Problem to solve
How many lines in the entries below contain the string "building"? Reply with the number alone.

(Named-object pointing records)
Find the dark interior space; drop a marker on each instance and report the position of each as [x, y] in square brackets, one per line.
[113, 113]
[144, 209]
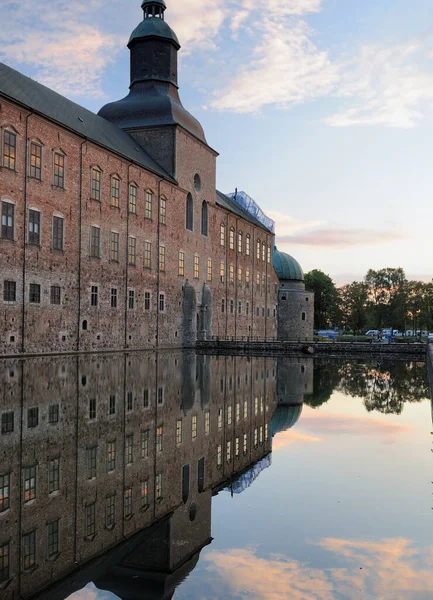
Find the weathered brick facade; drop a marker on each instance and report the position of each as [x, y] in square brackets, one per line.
[136, 302]
[161, 413]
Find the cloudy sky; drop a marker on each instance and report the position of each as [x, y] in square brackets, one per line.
[322, 110]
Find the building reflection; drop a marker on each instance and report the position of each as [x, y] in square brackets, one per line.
[108, 464]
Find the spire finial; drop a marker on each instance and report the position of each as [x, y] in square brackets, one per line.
[153, 9]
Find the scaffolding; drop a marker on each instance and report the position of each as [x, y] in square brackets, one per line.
[253, 208]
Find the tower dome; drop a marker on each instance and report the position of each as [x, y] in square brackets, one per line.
[153, 101]
[286, 267]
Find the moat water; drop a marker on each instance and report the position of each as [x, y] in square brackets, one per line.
[173, 475]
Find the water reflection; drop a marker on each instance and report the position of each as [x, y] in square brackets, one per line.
[109, 464]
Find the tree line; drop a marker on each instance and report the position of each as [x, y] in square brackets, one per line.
[385, 298]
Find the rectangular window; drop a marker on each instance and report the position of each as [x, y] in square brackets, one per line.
[220, 418]
[113, 298]
[94, 296]
[4, 562]
[179, 431]
[53, 475]
[9, 291]
[8, 220]
[148, 206]
[35, 161]
[112, 405]
[129, 449]
[131, 299]
[34, 227]
[229, 415]
[110, 511]
[95, 242]
[53, 413]
[32, 417]
[128, 503]
[181, 269]
[91, 455]
[59, 170]
[132, 199]
[162, 258]
[114, 246]
[132, 251]
[115, 192]
[111, 456]
[163, 211]
[146, 300]
[55, 294]
[29, 550]
[144, 443]
[35, 293]
[53, 538]
[91, 519]
[159, 439]
[147, 255]
[5, 500]
[9, 150]
[8, 422]
[96, 184]
[92, 409]
[158, 486]
[58, 233]
[144, 494]
[29, 475]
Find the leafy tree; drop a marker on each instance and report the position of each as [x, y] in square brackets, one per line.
[326, 299]
[354, 298]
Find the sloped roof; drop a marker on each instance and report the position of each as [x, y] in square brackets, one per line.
[57, 108]
[233, 207]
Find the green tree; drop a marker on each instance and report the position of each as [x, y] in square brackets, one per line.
[354, 298]
[326, 299]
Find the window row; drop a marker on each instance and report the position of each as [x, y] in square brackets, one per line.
[34, 226]
[231, 308]
[263, 251]
[34, 293]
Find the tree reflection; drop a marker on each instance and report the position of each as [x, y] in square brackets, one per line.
[384, 387]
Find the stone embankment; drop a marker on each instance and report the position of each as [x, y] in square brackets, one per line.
[411, 351]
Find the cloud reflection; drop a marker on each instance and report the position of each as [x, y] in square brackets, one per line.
[385, 569]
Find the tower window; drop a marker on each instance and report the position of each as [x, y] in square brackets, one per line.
[189, 224]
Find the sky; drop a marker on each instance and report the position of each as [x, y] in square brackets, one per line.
[321, 110]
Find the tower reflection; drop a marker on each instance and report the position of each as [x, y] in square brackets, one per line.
[108, 464]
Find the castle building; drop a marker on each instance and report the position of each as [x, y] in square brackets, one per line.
[113, 235]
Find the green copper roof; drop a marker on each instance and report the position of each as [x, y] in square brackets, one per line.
[286, 267]
[153, 27]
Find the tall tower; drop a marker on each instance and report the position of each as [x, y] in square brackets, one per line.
[152, 111]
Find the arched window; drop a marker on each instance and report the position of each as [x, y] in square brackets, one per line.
[204, 218]
[189, 213]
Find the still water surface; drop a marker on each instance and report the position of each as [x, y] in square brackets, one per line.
[190, 477]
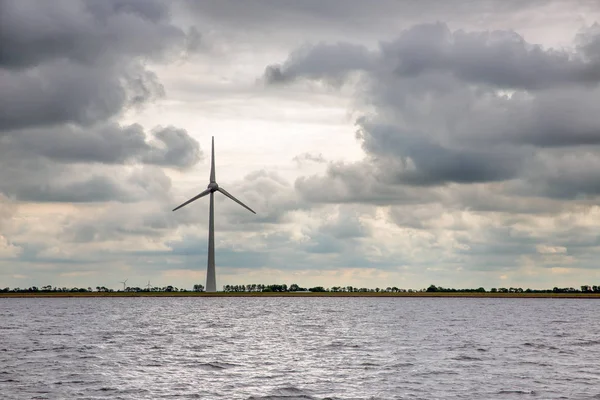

Solution
2